**Extract**.
Always grey, because that is the correct way to spell that word.

Earthbound_Misfit's avatar

It depends on where you’re from @AdventureElephants. I’m British/Australian so I use grey. If I was from the US, I’d use gray.

ucme's avatar

I always spell it “grey” because that’s the correct way.

Lightlyseared's avatar

Both spellings are correct in both British and American English. It comes from the old English græg.
As others have mentioned gray is favoured in the US and grey favoured pretty much everywhere else but there’s always some people (around 20%) using the opposite spelling to what everyone else is. Amusingly, usually when the US simplified æ they went with e but in this case they favoured a.

Seek's avatar

I prefer grey but my autocorrect is more American than I am, and often changes it to gray or Grey.

Pachy's avatar

As a young lad
I was taught to use “gray”
but along the way
I switched it to “grey”

But this I must say
If a choice is in play
I’d rather use “gray”
‘Cause that was my first way

janbb's avatar

My English husband’s nickname was Gray (for Graham) but some of my American relatives always spelled it “Grey.” Go figure.

Both are correct.

tedibear's avatar

I use “grey.” This is an irrational response on my part to an annoying boy with whom I went to school. His last name was Gray. He was obnoxious enough that I switched to grey.

Cruiser's avatar

I use both. I use gray to describe a color of object like gray crayon or gray floor coating. I will use grey when there is opportunity to invoke an emotion like the sky is turning really grey.

zenvelo's avatar

I am similar to @Cruiser. I live near San Francisco, “the cool gray city of love”, but fog is always grey to me. A mouse or an elephant is gray.

**Stored records**.
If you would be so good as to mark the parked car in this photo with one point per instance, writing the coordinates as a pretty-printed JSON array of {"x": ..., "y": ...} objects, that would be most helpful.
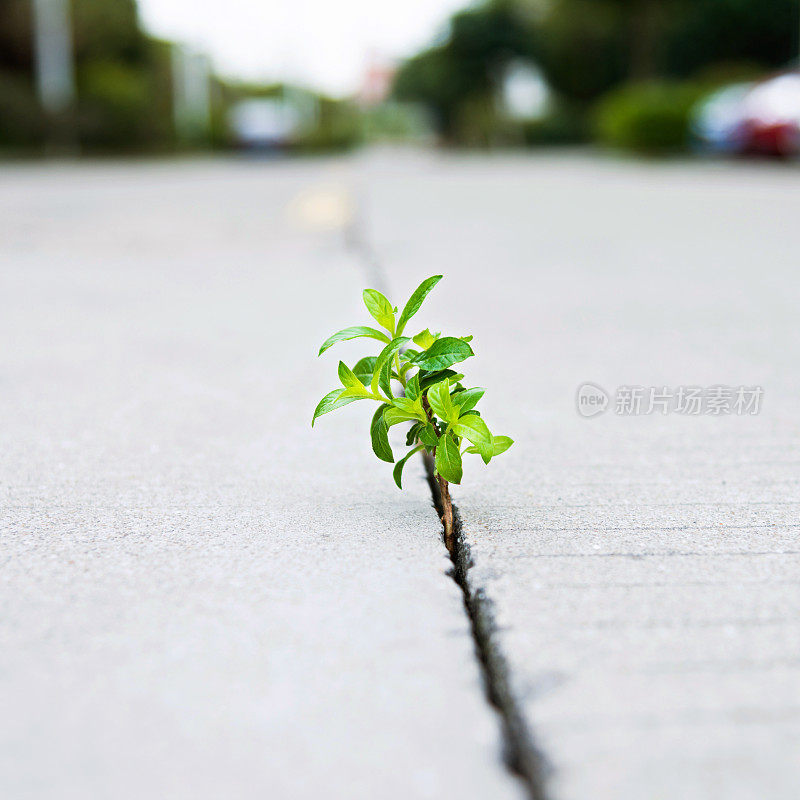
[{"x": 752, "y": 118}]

* * *

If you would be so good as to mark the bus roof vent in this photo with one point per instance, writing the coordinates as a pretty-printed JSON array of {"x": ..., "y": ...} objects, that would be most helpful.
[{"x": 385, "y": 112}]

**Exercise details**. Extend the forum discussion about spelling "grey" versus "gray" with new posts that follow its final one.

**Task answer**.
JLeslie's avatar

I use both fairly interchangeably. I think I usually use grey. Both are correct in American English.

elbanditoroso's avatar

They are both correct, as others have said.

My personal choice is ‘gray’. Using the ‘e’ (grey) seems snobbish – it smacks of elitism. Like you would tell the butler “bring me the Grey cravat, Jeeves”. I would say “get me the gray tie”.

But that’s just me.

kritiper's avatar

In the dictionary, they are interchangeable, but the spelling “gray” is used throughout the definition. So “gray” is a color, and I spell it that way. “Earl Grey” is a tea and a person’s name, so I spell it that way.

ibstubro's avatar

I personally think that “gray” is the cleaner spelling, aye?

stanleybmanly's avatar

It’s grey with me only because that’s how I’ve always spelled it. I think it’s printed that way on the wrapper around the crayola crayon.

JLeslie's avatar

Some people say Grey is a last name, but I’ll just point out I have a friend with the last name Gray. @tedibear said the same about a person with the surname Gray.

Jak's avatar

I use grey. I feel it looks nicer and sounds better in my head. Gray looks like an entirely different shade in my head than grey.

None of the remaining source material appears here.